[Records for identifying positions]
#####
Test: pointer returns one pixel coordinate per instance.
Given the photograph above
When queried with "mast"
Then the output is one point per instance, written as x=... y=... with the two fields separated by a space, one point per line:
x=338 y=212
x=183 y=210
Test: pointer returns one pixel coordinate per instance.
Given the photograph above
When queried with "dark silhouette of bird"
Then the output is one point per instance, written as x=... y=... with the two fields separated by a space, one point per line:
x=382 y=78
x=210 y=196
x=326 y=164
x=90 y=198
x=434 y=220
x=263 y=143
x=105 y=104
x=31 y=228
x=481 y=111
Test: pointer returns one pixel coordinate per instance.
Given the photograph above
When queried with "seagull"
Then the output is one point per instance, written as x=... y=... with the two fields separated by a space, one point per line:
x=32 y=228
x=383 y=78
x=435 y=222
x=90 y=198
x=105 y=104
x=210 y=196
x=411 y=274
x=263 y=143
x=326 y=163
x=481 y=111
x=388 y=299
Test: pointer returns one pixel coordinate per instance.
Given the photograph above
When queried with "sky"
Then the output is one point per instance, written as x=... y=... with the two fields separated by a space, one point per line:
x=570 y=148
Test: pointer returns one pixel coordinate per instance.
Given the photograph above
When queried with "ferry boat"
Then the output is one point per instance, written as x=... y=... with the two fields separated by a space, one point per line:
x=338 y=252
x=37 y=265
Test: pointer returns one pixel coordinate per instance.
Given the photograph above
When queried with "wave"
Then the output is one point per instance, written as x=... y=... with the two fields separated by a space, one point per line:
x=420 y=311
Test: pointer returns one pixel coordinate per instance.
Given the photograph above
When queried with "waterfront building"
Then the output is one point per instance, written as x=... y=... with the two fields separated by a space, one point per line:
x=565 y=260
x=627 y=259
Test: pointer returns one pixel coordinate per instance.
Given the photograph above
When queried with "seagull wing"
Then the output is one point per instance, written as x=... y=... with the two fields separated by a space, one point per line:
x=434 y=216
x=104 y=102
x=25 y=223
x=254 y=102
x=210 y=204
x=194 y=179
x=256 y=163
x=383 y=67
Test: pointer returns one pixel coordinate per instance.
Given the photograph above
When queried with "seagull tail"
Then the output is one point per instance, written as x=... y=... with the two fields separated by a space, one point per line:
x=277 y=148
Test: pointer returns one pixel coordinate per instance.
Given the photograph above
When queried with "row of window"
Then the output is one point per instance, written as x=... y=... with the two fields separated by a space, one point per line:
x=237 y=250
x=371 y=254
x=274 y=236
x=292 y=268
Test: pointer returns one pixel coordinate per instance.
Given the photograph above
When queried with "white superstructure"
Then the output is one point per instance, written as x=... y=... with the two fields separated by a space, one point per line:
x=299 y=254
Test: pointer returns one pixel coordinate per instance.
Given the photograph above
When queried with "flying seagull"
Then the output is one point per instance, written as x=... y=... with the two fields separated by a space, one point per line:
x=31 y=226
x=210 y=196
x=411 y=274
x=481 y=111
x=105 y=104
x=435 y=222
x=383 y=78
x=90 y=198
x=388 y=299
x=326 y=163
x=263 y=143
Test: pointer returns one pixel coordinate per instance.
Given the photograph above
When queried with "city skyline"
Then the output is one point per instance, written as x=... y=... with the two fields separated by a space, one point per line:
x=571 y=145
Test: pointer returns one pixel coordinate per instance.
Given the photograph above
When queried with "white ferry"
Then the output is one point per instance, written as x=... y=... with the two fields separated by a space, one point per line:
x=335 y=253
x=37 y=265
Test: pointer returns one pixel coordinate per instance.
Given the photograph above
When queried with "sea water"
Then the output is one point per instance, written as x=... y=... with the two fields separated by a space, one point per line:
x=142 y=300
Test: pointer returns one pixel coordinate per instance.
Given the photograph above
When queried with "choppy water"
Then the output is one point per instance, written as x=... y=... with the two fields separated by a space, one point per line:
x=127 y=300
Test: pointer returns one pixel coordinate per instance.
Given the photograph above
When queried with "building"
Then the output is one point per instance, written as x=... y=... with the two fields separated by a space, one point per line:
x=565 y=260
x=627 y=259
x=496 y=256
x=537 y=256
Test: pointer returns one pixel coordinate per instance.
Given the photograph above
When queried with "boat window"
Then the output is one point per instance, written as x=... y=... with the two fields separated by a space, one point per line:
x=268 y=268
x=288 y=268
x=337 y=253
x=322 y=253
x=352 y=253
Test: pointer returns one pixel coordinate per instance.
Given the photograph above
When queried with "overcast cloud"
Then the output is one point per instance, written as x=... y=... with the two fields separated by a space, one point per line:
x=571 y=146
#####
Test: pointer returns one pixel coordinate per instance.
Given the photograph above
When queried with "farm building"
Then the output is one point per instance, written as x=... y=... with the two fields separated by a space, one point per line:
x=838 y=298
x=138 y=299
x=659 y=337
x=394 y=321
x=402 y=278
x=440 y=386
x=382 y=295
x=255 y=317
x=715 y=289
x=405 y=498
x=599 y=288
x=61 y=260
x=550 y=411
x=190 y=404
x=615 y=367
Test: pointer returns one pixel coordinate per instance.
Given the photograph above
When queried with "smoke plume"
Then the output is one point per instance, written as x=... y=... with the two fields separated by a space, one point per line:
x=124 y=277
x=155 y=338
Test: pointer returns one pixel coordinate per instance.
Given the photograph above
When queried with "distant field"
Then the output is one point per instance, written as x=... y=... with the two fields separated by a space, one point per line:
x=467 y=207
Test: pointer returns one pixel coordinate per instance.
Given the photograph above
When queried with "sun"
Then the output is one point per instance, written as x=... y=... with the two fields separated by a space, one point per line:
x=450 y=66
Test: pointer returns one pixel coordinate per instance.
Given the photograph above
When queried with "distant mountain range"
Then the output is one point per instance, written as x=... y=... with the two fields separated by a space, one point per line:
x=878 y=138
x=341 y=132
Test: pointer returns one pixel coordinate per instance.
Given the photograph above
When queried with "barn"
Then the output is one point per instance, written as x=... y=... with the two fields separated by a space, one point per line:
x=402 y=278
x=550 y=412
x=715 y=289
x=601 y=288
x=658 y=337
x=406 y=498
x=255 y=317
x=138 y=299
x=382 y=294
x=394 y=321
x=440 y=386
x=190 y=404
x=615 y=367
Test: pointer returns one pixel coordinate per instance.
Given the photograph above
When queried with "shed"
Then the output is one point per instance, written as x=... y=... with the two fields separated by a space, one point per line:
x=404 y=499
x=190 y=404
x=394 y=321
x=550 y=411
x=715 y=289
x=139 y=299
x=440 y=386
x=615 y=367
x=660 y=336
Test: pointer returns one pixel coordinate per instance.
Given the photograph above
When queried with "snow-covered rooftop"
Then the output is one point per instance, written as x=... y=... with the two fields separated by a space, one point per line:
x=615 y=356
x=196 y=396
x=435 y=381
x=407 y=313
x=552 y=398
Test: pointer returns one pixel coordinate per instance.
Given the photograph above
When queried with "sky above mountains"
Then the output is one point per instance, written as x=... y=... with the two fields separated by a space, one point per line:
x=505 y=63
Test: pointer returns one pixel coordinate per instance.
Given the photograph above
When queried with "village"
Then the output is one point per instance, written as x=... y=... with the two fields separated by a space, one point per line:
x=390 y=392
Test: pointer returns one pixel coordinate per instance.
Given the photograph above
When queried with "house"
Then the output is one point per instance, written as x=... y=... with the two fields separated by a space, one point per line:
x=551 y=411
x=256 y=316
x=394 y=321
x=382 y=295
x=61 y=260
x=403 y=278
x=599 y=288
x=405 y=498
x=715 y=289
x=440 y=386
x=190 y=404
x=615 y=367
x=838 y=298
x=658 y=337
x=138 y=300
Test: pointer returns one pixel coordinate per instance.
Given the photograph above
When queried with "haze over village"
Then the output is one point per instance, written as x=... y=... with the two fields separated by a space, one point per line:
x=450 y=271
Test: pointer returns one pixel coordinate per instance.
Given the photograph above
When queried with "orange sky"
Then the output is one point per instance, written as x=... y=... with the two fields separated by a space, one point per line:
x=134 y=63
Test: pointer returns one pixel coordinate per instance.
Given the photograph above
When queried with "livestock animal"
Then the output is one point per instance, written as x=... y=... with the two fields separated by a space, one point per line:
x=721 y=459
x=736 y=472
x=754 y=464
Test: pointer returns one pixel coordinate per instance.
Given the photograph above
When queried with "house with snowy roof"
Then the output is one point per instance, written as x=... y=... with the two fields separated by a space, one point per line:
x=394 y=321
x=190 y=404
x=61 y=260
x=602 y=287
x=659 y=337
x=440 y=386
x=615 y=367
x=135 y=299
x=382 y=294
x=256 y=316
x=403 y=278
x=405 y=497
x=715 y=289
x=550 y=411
#####
Instructions for the task — Pull out every line of the data above that contains the word "window", matching case exactly.

Written response —
When queried with "row of window"
When queried with "boat window"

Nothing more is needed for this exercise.